# Auszug
________________________

Ich schreibe weder, dass ich die Vorgehensweise des AG als klug oder angemessen erachte, noch, dass eine Überprüfung keine Aussicht auf Erfolg haben kann.
Allerdings stellt sich bei der Anfechtung einer Abmahnung folgendes "Problem":
Eine Abmahnung ist eine (tw. zwingende) Vorstufe zur Kündigung.
Wird auf Grund einer Abmahnung gekündigt, kann man die Rechtmäßigkeit der Abmahnung m.W. ggf. auch noch im Rahmen der Kündigungsschutzklage überprüft werden. War sie nicht rechtmäßig, wird idR. auch die darauf fußende Kündigung als nicht rechtmäßig angesehen (es sei denn, der finale Kündigungsgrund erforderte keine Abmahnung).
Wenn man nun eine Abmahnung anfechtet, das Gericht diese aber bestätigt, hat man faktisch ein Beweissicherungsverfahren zu Gunsten des AG geführt.
Insbesondere wegen möglicher "Eigentore" sowohl durch Tun wie durch Unterlassen ist die Konsultation eines ANWALTS in der Tat ratsam, zumal wir hier nicht "sämtliche Umstände des Einzelfalles" kennen.
carriegross:
--- Zitat von: Opa am 02.08.2023 20:08 ---Ganz im Gegenteil. Der Bewerberverfahrensanspruch als grundgesetzlich verankertes Recht wiegt stärker, als eine derart geringfügige Verzögerung des Verfahrens. In einem arbeitsgerichtlichen Verfahren zu unserem fiktiven Fall müsste der Arbeitgeber schlüssig darlegen, weshalb der Bewerber nicht berücksichtigt wurde. Das kann nur Erfolg haben, wenn die Verzögerung für den Arbeitgeber eine deutliche Beeinträchtigung der betrieblichen Interessen bedeutet hätte. Er müsste sich vom Richter vorhalten lassen, dass es ihm zumutbar ist, für solche Fälle noch einen Ausweichtermin in der Woche nach den regulären Vorstellungsgesprächen einzuplanen.
Wir richten teilweise unsere Vorstellungstermine nach dem Urlaub der Kandidaten und wenn jemand aus wichtigem Grund verhindert ist und das vorher auch mitteilt, bekommt er eine Woche später einen neuen Termin. Eine Verlängerung des Auswahlprozesses um bis zu 14 Tage aus solchen Gründen dürfte im Regelfall kein organisatorisches Problem darstellen.
--- End quote ---
Bei uns hat sich intern eine am 28.7. beworben, Bewerbungsfrist läuft am 4.8. ab.
In der Bewerbung gab sie an, dass sie sich in den nächsten drei Wochen im Urlaub befinder und für ein mögliches Vorstellungsgespräch erst danach zur Verfügung steht und darum bittet, dies zu berücksichtigen.

________________________

Gespeicherte Datensätze:
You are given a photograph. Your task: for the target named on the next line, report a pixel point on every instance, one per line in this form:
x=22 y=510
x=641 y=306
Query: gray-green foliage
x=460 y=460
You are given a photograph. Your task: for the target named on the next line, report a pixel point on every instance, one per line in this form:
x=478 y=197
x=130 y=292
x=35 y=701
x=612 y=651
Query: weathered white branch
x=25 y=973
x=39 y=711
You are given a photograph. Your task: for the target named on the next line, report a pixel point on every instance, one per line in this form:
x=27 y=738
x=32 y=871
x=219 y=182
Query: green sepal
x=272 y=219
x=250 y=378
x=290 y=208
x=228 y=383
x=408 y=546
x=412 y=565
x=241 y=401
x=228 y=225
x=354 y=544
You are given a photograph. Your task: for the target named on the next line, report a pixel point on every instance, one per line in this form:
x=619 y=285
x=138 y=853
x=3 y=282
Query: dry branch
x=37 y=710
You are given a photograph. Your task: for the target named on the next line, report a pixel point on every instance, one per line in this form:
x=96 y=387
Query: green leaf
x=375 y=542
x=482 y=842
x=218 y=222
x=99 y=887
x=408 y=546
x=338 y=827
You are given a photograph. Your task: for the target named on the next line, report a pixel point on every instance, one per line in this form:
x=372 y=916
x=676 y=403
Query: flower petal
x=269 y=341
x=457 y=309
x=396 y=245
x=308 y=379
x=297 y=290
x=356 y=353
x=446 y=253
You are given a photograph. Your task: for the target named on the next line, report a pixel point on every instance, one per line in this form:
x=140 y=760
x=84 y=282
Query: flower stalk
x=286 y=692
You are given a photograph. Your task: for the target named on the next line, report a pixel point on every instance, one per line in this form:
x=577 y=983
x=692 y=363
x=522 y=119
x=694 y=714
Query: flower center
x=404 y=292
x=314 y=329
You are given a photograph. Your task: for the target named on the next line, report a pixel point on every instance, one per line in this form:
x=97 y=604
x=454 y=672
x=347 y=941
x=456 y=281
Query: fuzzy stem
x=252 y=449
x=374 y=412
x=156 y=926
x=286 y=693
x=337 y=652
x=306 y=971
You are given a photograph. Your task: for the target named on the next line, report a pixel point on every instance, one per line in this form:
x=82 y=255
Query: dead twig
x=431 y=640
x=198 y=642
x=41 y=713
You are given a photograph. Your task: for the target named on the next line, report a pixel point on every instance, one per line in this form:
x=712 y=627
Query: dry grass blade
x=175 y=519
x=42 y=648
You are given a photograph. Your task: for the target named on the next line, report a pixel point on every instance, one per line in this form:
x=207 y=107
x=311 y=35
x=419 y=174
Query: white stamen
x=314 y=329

________________________

# Zu erledigende Aufgabe
Führe alle Datumsangaben auf, die im Auszug vorkommen. Die Datensätze stehen in keinem Zusammenhang mit dem Auszug.

# Erledigte Aufgabe
02.08.2023, 28.7., 4.8.